# EXERCISE PASSAGE

The goaltender added he will be seeking a second opinion on his knee, which has still been swelling after games. When asked if another procedure was a possibility, Price said: “it’s on the table.”
The 34-year-old added that he prepared for the season finale as if it was his last game.
"The whole day, it was just an exceptional day for myself," he said. "I had a great sleep, it was just an A-plus day. If it is it, that would be a great way to do it."
Hughes said that Price will go through his exit medicals, then they will sit down with the doctors to try to get a clearer perspective on what Price can achieve going forward.
“At the end of the day, what we're hoping to get is clarity,” Hughes said. “Is this an injury that Carey is going to be able to recover from and return to true form or not?”
“Whether this is an injury that prevents him from ever being able to play again, I don’t think we have that answer and to tell you that that answer comes from a medical procedure or an imaging or any of that, I think we’re not at that point right now.”
Despite the rough end to the season, St. Louis instilled a different mentality from the bench as the Canadiens turned their eye towards youth development influenced by Hughes and Gorton.
“Are we behind? We’ll see,” Hughes said about bad performances leading into next season. “We’ll get younger. We saw (Justin) Barron, (Jordan) Harris, (Kaiden) Guhle is coming, (Jan) Mysak is coming, (Arber) Xhekaj is coming, so there will be a certain youth.
"The objective for us will always be to build a team capable of winning year-to-year. That’s our main objective and the decisions we need to make in the summer will be based on that."
With a young blue line a possible Jeff Petry trade is still looming. Hughes said that if he off-loaded Petry he would try to bring on another veteran defenceman.
“That would certainly be an objective for us," Hughes said. "Our priority will be to place our young guys in the right environment to develop. So to come into training camp by having three rookies in the lineup for 82 games, we won’t take that risk."
Hughes said Petry would only be traded if the offer made sense to the Canadiens, but the defenceman said he would take some time to reflect on his future as a Hab.
"I don't want to close the door and automatically say that this is the last time that I'm here," he said.
With the highest odds at the first overall pick and possibly centreman Shane Knight, Hughes said his biggest priority at the moment was the 2022 NHL Draft. The Habs GM also added that the centre line would be an area of interest.

# INPUT DATA
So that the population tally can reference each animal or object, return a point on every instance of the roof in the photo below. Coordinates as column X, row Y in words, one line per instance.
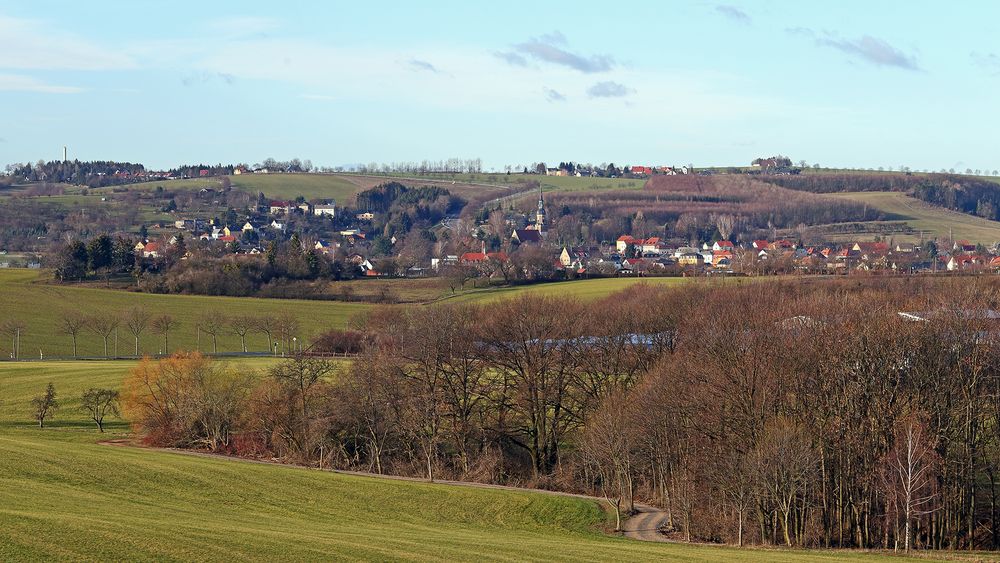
column 527, row 235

# QUESTIONS TO ANSWER
**a.** In the article about the Canadiens' season end, how old is the goaltender Price?
**b.** Continue the article about the Canadiens' season end from its last sentence.
The data has no connection to the text.

# EXERCISE RESPONSES
**a.** He is 34 years old.

**b.**
“We’ll keep looking at options to keep improving,” Hughes said. “I’ve always said as a agent that it’s tough to find a centreman so we’ll see who isn’t signed for next year.”
“There is also the draft. If we draft a centreman it can change things.”
A NEW CAPTAIN
The Canadiens were without captain Shea Weber for the entirety of the season. The defenceman did not speak in the Candaiens end-of-season availability, but Hughes said that his situation is “complex” for league and insurance reasons.
"Since I arrived in January, the understanding was that Shea was not playing this season no matter what," Hughes said. "From an injury standpoint he needed time to recover. I think it's highly unlikely that Shea is going to be physically capable of playing again."
Montreal may have a new captain by the fall. Hughes said that a decision will be influenced on what the roster will look like next fall.
"I think we have a lot of guys that took strides as leaders and we’re going to need that going forward," added Brendan Gallagher. "You need leaders, you need a captain if you’re going to win. I think it’s important to have those steps in your locker room."
Despite his young age, Nick Suzuki said he would welcome the idea of becoming the Canadiens' captain.
“I think, for me, I want to take a leadership role. I have tried to do a good job ever since I came to this organization,” said Nick Suzuki. “Obviously we have a lot of good candidates to be the next captain, older guys that have been through a lot, but for me I don’t really control any of that.”